- _Фрагмент страницы_:
Из-за своей отдаленности греки всегда имеют для нас архетипическую ценность, то же относится и к их историкам. И дидактическое стихотворение лучше усваивается публикой, если ей подбросить архетип. Оден знал это, и посему он не упоминает здесь имени мсье Руссо, хотя этот господин полностью ответственен за представление об идеальном правителе, каковым в данном случае явился герр Гитлер. Весьма вероятно, что в подобных обстоятельствах наш поэт не хотел развенчивать француза, даже такого. Наконец, любое оденовское стихотворение всегда стремится установить наиболее общий образчик человеческого поведения, для чего лучше годятся история и психоанализ, нежели их побочные продукты. Я просто думаю, что, размышляя над ситуацией, Оден имел в виду Просвещение, и оно забрело в стихотворение, только с маленькой буквы, так же, как оно забрело в историю.
Теперь я позволю себе еще одно отступление, поскольку уж речь зашла о «благородном дикаре». Сие выражение, я полагаю, вошло в обиход из-за всех этих кругосветных путешествий эпохи великих географических открытий. Думаю, что в оборот его пустили знаменитые мореплаватели: люди вроде Магеллана, Лаперуза, Бугенвиля и др. Под этим они просто подразумевали обитателей вновь открытых ими тропических островов, которые, по-видимому, произвели на них сильное впечатление тем, что не съели живьем своих визитеров. Это, конечно, шутка, и неважная; буквально, не лучшего вкуса.

- _Исходные данные_:
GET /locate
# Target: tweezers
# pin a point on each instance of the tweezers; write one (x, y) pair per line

- _Поставленная задача_: Приведите ещё раз весь фрагмент страницы слово в слово, ничего не меняя.

- _Результат упражнения_:
Из-за своей отдаленности греки всегда имеют для нас архетипическую ценность, то же относится и к их историкам. И дидактическое стихотворение лучше усваивается публикой, если ей подбросить архетип. Оден знал это, и посему он не упоминает здесь имени мсье Руссо, хотя этот господин полностью ответственен за представление об идеальном правителе, каковым в данном случае явился герр Гитлер. Весьма вероятно, что в подобных обстоятельствах наш поэт не хотел развенчивать француза, даже такого. Наконец, любое оденовское стихотворение всегда стремится установить наиболее общий образчик человеческого поведения, для чего лучше годятся история и психоанализ, нежели их побочные продукты. Я просто думаю, что, размышляя над ситуацией, Оден имел в виду Просвещение, и оно забрело в стихотворение, только с маленькой буквы, так же, как оно забрело в историю.
Теперь я позволю себе еще одно отступление, поскольку уж речь зашла о «благородном дикаре». Сие выражение, я полагаю, вошло в обиход из-за всех этих кругосветных путешествий эпохи великих географических открытий. Думаю, что в оборот его пустили знаменитые мореплаватели: люди вроде Магеллана, Лаперуза, Бугенвиля и др. Под этим они просто подразумевали обитателей вновь открытых ими тропических островов, которые, по-видимому, произвели на них сильное впечатление тем, что не съели живьем своих визитеров. Это, конечно, шутка, и неважная; буквально, не лучшего вкуса.